[[ Material shown open ]]

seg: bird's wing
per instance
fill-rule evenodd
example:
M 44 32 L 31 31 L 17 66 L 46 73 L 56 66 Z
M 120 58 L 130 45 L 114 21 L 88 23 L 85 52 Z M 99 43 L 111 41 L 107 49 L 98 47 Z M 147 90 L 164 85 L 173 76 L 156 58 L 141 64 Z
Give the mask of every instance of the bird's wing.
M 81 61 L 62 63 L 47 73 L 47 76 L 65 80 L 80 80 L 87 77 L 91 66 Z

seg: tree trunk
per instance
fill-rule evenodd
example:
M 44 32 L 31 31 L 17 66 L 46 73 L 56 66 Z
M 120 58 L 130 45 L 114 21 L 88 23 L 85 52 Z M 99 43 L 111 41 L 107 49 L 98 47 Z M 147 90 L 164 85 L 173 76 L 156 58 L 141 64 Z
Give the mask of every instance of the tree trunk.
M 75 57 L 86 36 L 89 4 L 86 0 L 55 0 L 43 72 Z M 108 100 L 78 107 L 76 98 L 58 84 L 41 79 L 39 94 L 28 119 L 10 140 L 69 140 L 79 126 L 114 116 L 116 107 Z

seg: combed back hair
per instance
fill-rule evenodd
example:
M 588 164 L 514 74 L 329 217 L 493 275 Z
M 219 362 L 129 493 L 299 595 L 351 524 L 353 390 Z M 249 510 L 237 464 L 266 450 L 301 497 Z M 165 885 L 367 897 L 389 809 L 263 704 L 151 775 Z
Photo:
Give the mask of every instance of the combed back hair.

[[ Material shown closed ]]
[[ Material shown open ]]

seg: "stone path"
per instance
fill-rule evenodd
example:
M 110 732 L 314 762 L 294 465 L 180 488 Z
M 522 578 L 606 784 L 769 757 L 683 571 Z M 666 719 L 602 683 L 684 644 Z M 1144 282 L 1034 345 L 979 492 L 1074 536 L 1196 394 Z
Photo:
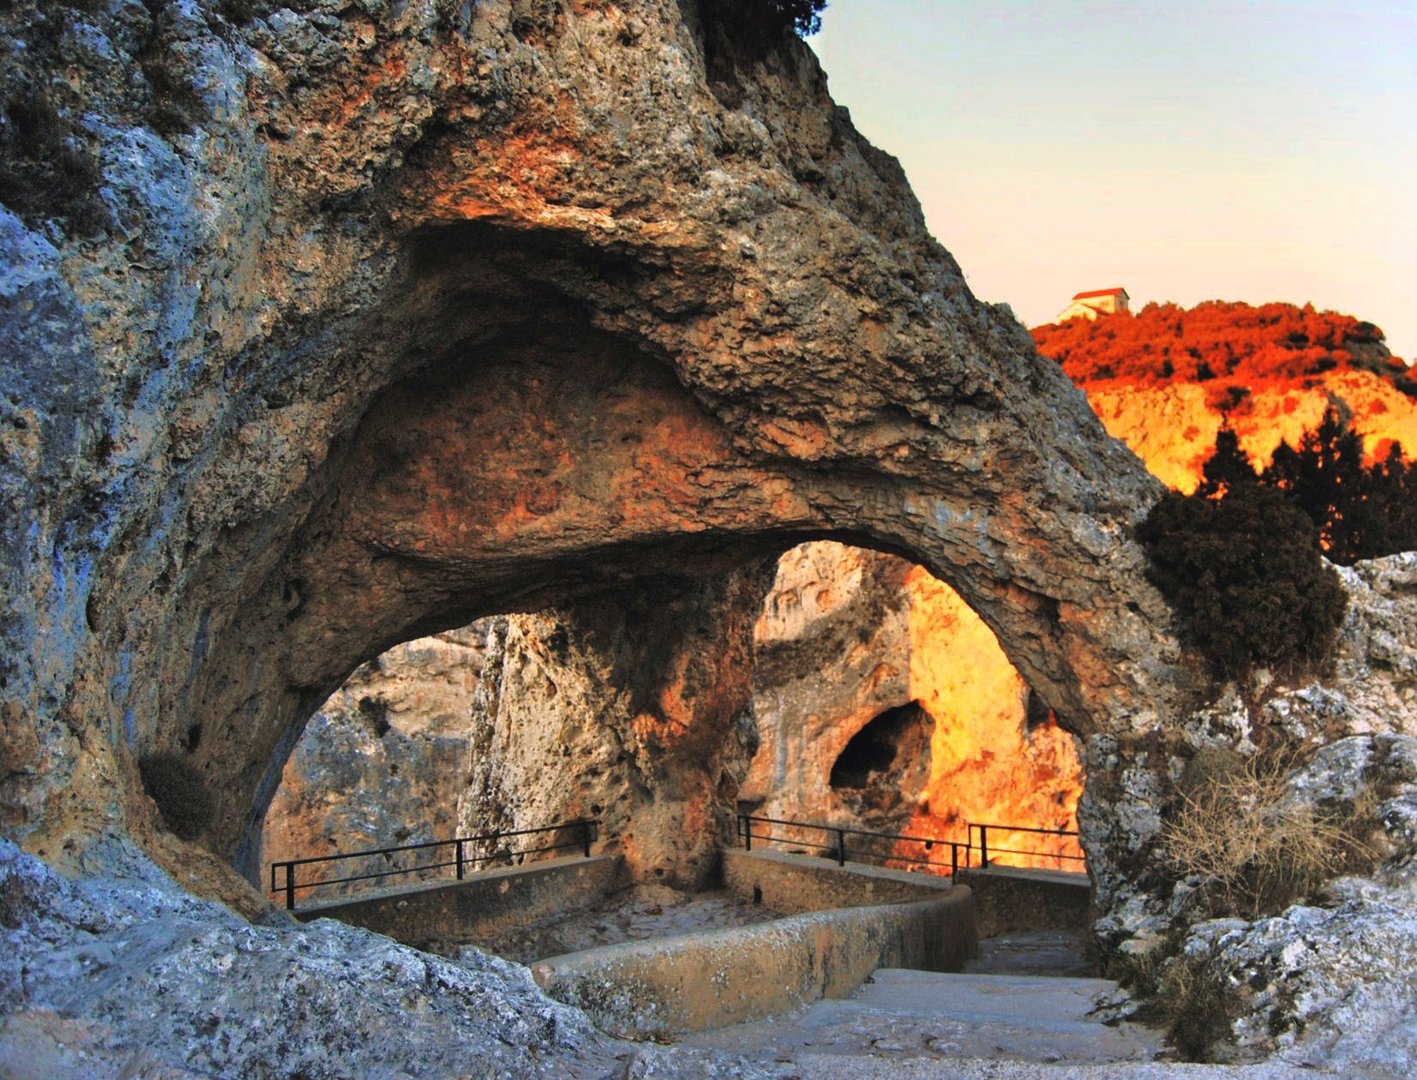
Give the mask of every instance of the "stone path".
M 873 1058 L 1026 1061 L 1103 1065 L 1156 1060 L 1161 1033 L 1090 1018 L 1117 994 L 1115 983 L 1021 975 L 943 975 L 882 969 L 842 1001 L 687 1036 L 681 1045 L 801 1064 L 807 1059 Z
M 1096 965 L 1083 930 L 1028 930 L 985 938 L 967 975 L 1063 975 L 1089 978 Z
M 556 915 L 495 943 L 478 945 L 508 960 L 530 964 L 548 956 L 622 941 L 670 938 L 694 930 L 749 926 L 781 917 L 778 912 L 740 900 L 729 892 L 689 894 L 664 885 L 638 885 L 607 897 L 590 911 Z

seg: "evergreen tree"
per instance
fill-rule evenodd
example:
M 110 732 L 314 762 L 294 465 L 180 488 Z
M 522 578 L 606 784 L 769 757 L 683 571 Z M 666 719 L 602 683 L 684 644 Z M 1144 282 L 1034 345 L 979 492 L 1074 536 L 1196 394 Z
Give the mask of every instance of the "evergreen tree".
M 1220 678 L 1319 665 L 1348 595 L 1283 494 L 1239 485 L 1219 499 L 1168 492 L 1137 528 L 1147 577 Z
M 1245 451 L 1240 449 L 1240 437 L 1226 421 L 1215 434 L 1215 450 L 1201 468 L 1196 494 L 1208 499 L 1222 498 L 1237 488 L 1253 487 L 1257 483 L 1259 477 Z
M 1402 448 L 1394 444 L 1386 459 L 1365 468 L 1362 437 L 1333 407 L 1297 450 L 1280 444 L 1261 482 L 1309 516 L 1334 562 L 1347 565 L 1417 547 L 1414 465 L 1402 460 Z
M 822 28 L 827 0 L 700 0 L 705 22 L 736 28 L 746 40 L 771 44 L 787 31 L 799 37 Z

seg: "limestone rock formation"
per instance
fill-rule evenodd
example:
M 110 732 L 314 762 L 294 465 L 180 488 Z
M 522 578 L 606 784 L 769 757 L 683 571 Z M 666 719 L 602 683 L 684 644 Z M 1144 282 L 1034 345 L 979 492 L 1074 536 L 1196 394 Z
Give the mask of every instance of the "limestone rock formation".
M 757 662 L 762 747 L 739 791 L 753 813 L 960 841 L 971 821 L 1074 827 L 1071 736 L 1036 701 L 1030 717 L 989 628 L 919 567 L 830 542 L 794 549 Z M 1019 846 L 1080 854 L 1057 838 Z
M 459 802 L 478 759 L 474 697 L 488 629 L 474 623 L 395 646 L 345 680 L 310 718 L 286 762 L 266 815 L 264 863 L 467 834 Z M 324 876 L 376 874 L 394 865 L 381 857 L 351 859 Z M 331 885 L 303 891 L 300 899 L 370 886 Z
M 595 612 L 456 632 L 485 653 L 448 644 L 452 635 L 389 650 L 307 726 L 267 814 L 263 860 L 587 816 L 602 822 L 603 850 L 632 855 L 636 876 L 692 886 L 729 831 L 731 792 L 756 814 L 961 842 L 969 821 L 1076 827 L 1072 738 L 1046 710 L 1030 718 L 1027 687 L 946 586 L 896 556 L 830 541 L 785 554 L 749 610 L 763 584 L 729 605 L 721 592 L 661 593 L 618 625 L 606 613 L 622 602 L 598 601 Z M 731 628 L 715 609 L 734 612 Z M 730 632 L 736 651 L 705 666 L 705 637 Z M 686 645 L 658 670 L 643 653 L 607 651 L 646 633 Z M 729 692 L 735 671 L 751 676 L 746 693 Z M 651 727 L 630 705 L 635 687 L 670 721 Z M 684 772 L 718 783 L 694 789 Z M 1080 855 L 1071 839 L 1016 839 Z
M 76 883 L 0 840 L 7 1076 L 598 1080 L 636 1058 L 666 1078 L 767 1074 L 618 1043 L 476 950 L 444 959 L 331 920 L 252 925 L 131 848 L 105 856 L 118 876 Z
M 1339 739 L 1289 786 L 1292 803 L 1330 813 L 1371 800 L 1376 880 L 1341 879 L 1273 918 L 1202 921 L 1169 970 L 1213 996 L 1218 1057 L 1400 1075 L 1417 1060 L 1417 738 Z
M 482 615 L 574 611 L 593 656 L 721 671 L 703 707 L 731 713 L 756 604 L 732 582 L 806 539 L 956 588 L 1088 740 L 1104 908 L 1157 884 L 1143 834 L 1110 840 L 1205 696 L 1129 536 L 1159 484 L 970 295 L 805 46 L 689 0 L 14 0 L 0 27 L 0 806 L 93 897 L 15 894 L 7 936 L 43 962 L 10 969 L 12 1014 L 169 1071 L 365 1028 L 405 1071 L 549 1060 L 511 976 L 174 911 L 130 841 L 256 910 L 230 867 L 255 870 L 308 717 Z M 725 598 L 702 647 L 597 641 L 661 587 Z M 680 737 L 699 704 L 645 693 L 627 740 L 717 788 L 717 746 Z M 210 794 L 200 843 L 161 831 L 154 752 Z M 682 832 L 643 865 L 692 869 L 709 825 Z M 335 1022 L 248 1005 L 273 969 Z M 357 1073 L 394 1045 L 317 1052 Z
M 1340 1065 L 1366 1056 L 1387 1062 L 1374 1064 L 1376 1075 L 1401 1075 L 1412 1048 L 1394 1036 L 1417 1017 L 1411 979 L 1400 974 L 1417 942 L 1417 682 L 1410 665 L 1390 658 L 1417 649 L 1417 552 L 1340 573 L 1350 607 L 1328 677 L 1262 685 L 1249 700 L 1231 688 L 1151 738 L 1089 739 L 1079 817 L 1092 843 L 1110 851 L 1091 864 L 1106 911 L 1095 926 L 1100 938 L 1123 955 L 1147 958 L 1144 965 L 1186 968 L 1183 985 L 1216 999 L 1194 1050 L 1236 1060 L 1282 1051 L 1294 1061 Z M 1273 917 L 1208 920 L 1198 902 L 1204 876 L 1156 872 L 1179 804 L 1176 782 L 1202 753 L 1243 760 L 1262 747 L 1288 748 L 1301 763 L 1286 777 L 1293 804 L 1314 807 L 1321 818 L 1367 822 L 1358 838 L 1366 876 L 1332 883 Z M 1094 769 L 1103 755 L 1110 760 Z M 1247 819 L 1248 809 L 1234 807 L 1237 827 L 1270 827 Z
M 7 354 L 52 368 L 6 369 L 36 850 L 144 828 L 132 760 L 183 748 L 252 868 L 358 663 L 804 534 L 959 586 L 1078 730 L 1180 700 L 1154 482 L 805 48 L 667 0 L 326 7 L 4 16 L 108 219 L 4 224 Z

[[ Material shown closed ]]
[[ Material shown open ]]

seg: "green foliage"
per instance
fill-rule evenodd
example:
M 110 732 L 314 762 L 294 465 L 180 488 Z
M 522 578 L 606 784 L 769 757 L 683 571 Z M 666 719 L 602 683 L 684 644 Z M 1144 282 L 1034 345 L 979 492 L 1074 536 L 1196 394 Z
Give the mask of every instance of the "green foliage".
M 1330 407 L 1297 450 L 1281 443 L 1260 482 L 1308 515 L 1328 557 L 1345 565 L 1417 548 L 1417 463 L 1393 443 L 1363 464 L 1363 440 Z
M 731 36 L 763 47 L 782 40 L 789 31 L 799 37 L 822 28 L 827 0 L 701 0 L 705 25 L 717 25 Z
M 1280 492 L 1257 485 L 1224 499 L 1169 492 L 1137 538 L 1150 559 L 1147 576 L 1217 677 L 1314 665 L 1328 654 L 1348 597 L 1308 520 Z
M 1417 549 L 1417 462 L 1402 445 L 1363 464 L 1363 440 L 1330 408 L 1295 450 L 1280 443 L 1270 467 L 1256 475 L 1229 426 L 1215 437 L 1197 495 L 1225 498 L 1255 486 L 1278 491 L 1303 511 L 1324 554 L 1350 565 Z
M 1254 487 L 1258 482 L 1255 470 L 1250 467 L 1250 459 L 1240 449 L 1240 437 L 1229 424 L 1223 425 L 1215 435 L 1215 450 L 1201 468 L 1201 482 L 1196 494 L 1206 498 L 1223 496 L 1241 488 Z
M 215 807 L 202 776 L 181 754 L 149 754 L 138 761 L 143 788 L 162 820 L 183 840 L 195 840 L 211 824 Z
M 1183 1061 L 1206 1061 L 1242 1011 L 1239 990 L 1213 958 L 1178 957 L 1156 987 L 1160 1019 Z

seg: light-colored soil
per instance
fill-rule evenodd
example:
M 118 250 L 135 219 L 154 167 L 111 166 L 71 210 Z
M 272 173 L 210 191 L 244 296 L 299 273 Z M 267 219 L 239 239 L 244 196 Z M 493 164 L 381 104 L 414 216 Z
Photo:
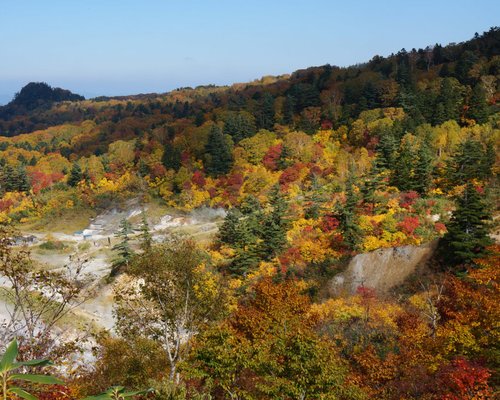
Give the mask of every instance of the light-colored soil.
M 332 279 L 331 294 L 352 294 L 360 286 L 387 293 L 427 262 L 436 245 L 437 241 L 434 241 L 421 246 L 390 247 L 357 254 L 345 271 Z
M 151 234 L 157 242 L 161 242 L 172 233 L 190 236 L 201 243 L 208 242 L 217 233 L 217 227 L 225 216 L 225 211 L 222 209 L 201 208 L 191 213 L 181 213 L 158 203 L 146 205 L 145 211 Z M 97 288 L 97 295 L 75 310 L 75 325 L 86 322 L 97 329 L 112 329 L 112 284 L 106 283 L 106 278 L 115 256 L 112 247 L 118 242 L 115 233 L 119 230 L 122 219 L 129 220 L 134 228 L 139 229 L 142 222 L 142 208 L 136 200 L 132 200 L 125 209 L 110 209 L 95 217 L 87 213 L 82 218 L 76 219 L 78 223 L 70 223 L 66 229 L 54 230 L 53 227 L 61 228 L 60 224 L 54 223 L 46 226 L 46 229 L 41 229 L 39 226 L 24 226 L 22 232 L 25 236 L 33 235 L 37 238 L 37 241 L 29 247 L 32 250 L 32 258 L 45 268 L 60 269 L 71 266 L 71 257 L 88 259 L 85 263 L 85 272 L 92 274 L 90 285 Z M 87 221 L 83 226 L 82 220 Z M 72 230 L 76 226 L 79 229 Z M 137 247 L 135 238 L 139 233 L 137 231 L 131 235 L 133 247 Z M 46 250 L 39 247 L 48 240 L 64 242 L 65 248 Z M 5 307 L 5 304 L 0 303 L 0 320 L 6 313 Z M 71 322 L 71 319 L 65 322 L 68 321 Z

[[ Material shown closed ]]

### Directions for this task
Determine how many lines of the data above hold the word "back". Output that number only.

### Exercise solution
2